PAGE EXTRACT Block Start
Combining adaptive optics and angiography, a team of researchers at the National Eye Institute (NEI; Bethesda, MD) can see live neurons, epithelial cells, and blood vessels deep in the eye's light-sensing retina. Resolving these tissues and cells in the outermost region of the retina in such unprecedented detail shows promise for better detection and treatment of diseases such as age-related macular degeneration (AMD).
Biopsied and postmortem tissues are commonly used to study disease at the cellular level, but they are less than ideal for watching subtle changes that occur as a disease progresses over time. Technologies for noninvasively imaging retinal tissues are hampered by distortions to light as it passes through the cornea, lens, and the gel-like vitreous in the center of the eye.
Along with his team, Johnny Tam, Ph.D., Stadtman Investigator in the Clinical and Translational Imaging Unit at NEI and the lead author of the paper that describes the work, turned to adaptive optics to address this distortion problem. The technique improves the resolution of optical systems by using deformable mirrors and computer-driven algorithms to compensate for light distortions. Widely utilized in large ground-based space telescopes to correct distortions to light traveling through the atmosphere, use of adaptive optics in ophthalmology began in the mid-1990s.
The researchers combined adaptive optics with indocyanine green angiography, an imaging technique commonly used in eye clinics that uses an injectable dye and cameras to show vessel structures and the movement of fluid within those structures. In an observational study involving 23 healthy subjects, the researchers found that the multimodal approach enabled them to see a complex unit of cells and tissues that interact in the outermost region of the retina. The unit includes light-detecting photoreceptors, retinal pigment epithelial (RPE) cells, which nourish the photoreceptors, and the surrounding choriocapillaris, capillaries that supply the outermost region of the retina with blood.
PAGE EXTRACT Block End
CHECK YOUR UNDERSTANDING:
A) From the retinal imaging article, write out the passage starting at "The researchers combined" and ending at "retina with blood.".
B) Answer these from the retinal imaging article:
(i) How many healthy subjects took part in the observational study?
(ii) When did the use of adaptive optics in ophthalmology begin?
(iii) What do retinal pigment epithelial (RPE) cells do for the photoreceptors?
C) Render this sentence from the retinal imaging article in Spanish: "The technique improves the resolution of optical systems by using deformable mirrors and computer-driven algorithms to compensate for light distortions."
DATASET EXCERPTS Block Start
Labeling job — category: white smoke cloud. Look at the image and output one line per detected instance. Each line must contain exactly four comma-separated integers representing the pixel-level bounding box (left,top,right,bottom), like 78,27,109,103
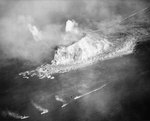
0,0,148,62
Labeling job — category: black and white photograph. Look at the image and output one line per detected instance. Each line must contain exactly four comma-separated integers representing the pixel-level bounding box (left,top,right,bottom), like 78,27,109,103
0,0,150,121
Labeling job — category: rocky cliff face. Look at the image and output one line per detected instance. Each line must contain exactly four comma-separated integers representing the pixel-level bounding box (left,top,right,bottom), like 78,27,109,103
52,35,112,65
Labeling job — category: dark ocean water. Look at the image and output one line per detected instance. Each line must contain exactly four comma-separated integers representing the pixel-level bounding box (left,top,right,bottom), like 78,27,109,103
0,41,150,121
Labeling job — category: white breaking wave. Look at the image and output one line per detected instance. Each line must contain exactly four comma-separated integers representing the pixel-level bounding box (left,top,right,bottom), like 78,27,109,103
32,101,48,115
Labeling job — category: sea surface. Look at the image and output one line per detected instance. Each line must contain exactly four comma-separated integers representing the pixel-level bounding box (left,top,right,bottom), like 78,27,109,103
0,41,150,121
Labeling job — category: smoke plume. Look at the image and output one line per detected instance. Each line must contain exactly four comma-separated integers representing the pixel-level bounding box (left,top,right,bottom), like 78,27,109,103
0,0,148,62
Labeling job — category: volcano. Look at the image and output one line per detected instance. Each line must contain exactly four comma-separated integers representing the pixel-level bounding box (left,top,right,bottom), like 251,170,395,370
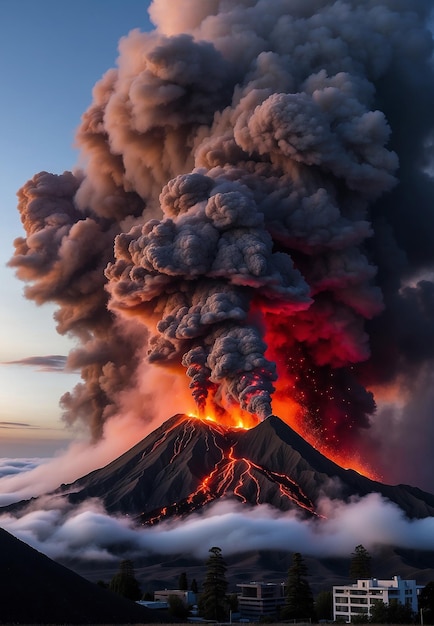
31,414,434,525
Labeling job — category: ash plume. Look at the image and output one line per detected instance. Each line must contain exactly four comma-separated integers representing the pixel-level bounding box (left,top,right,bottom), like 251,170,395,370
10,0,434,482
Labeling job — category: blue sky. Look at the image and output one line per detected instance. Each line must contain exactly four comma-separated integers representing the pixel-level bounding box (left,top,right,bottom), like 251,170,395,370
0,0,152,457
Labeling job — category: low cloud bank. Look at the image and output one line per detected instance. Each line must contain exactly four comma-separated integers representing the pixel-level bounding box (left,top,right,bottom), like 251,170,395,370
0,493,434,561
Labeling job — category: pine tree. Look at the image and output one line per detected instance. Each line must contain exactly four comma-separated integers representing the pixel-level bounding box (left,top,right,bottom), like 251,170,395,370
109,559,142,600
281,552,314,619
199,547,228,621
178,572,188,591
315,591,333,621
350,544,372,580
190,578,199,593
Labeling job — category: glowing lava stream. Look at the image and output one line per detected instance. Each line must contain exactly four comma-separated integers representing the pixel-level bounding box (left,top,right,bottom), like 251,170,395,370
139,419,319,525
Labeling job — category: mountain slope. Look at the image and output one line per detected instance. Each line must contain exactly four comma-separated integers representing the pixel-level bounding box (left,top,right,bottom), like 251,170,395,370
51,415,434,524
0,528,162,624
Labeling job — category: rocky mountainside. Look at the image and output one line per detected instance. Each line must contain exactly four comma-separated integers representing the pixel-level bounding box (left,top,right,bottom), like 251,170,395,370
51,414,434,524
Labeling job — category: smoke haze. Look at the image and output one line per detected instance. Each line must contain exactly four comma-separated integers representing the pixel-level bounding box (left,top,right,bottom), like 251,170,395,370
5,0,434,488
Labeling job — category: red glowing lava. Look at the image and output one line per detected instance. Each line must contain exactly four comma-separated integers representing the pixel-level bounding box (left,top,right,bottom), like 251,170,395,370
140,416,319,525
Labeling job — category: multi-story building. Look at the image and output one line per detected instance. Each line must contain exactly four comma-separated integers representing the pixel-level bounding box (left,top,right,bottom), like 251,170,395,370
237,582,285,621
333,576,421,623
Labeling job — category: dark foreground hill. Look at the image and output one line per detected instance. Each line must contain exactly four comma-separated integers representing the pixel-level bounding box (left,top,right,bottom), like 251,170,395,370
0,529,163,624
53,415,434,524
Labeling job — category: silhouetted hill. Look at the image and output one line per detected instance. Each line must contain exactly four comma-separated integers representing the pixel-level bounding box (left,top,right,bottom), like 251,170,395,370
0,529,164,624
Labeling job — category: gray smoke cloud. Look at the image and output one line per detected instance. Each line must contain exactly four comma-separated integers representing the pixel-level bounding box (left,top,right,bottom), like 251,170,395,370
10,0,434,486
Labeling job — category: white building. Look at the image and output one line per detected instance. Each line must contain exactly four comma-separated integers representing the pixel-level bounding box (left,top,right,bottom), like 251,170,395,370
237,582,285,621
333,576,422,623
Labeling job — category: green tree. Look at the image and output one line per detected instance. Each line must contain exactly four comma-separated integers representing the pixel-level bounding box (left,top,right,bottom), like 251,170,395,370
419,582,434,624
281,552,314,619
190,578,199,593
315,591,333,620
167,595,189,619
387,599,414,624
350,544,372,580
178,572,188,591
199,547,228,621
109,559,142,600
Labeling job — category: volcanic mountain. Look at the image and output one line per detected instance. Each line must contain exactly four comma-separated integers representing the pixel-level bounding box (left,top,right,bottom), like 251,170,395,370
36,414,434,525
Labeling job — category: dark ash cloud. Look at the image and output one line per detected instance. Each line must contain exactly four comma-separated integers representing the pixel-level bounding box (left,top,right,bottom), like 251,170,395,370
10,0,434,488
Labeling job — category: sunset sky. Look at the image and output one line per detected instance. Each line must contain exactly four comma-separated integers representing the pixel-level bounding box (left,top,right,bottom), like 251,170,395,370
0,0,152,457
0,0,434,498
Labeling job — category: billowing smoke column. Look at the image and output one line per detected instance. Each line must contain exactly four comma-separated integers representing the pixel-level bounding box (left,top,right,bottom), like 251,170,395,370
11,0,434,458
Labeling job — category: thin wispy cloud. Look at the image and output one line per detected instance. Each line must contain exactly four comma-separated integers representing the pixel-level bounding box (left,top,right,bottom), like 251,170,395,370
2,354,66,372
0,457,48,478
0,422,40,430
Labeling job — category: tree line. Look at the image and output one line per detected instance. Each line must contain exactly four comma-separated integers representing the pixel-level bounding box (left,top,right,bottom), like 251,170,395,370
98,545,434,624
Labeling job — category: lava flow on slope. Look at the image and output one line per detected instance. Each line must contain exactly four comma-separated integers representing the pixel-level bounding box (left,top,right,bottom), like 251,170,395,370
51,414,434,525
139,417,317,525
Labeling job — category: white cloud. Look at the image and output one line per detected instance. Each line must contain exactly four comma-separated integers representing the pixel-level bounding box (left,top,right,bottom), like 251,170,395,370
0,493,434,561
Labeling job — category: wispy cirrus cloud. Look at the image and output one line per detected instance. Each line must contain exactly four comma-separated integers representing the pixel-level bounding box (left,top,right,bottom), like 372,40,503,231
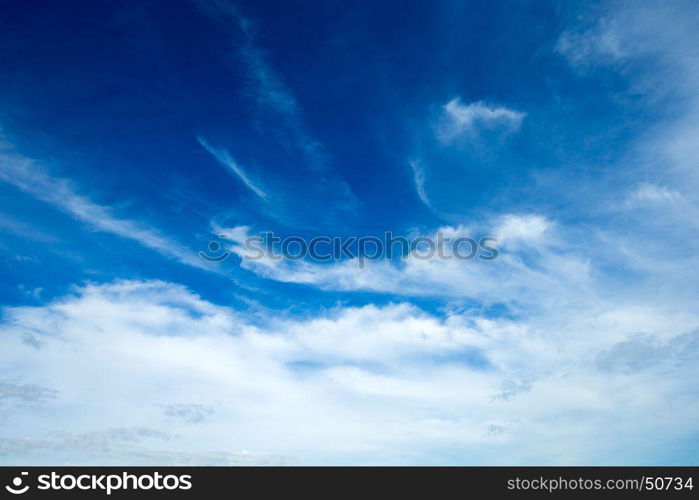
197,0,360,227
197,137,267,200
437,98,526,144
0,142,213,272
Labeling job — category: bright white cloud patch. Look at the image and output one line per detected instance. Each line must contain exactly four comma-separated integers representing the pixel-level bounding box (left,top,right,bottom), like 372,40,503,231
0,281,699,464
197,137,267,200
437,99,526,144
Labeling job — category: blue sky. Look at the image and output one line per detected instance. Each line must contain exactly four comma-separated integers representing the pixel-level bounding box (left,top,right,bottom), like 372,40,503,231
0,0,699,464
DATASET EXCERPTS Block End
DATASET EXCERPTS Block Start
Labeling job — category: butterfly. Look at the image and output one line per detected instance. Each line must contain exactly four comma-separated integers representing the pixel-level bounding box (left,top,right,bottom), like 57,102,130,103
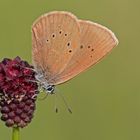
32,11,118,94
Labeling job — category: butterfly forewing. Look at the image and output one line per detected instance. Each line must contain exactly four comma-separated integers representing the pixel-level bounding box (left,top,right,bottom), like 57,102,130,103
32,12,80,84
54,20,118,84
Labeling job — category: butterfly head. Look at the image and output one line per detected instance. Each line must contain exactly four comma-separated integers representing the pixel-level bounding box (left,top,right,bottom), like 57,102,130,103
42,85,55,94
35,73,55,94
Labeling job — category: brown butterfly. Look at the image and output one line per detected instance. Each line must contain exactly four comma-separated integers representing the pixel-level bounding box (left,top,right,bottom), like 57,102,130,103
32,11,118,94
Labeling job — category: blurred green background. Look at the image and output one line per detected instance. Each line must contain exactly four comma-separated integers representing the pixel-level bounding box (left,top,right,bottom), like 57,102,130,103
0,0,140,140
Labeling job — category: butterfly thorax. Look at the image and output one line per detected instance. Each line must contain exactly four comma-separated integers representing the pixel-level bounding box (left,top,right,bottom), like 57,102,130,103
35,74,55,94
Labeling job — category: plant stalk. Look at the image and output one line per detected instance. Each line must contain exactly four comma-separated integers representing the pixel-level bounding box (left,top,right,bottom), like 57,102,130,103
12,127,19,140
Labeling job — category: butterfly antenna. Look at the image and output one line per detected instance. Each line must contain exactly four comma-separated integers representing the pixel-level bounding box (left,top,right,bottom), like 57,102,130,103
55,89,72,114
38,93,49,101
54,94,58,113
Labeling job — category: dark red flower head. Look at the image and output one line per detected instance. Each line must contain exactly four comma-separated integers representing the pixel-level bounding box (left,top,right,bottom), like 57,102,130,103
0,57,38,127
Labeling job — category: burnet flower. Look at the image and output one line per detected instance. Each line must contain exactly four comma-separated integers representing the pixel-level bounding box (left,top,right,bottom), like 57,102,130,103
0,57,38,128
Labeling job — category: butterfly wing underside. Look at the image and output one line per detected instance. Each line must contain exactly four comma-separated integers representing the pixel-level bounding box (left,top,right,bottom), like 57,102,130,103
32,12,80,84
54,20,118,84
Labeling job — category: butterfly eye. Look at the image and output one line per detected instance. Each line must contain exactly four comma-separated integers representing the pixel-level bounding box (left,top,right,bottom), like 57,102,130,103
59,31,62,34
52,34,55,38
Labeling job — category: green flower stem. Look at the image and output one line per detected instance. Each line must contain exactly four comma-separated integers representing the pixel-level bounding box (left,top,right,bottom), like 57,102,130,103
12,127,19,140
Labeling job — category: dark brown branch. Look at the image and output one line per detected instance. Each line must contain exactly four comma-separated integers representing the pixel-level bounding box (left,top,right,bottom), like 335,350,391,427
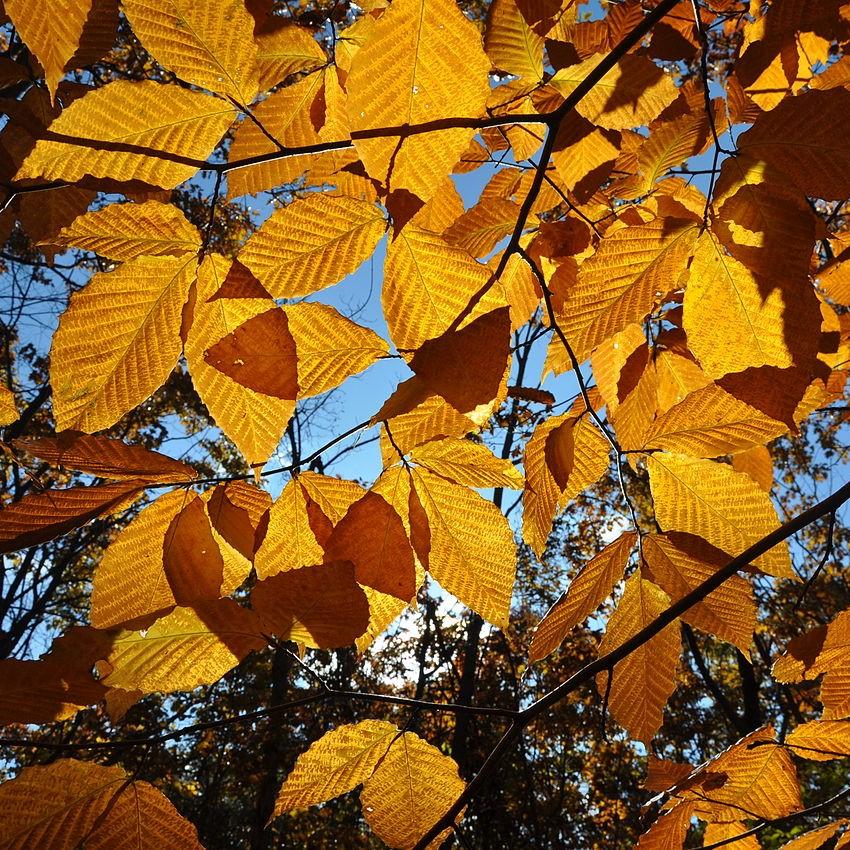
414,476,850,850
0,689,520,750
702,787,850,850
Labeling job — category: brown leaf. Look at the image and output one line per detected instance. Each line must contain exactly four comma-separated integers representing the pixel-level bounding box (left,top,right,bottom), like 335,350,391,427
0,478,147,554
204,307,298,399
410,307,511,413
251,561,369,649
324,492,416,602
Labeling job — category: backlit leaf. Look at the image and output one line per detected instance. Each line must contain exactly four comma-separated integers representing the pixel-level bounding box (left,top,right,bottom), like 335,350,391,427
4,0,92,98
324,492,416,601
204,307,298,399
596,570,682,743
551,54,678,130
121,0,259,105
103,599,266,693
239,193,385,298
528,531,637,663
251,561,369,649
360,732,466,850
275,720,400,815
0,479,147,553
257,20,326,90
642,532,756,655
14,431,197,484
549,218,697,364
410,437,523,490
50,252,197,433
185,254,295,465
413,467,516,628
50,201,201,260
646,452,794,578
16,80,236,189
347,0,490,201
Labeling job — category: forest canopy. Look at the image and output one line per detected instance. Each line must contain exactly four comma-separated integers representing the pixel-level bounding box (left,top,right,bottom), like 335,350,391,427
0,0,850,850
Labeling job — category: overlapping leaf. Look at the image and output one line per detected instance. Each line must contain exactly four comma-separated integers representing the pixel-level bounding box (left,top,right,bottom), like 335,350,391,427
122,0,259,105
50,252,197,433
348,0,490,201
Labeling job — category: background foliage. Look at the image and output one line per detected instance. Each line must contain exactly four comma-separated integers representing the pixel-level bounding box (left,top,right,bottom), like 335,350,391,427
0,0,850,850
DATASET EXCERPTS Block End
ANSWERS BY ITEM:
A)
The researchers combined adaptive optics with indocyanine green angiography, an imaging technique commonly used in eye clinics that uses an injectable dye and cameras to show vessel structures and the movement of fluid within those structures. In an observational study involving 23 healthy subjects, the researchers found that the multimodal approach enabled them to see a complex unit of cells and tissues that interact in the outermost region of the retina. The unit includes light-detecting photoreceptors, retinal pigment epithelial (RPE) cells, which nourish the photoreceptors, and the surrounding choriocapillaris, capillaries that supply the outermost region of the retina with blood.

B)
(i) 23
(ii) In the mid-1990s
(iii) They nourish them.

C) La técnica mejora la resolución de los sistemas ópticos mediante el uso de espejos deformables y algoritmos controlados por computadora para compensar las distorsiones de la luz.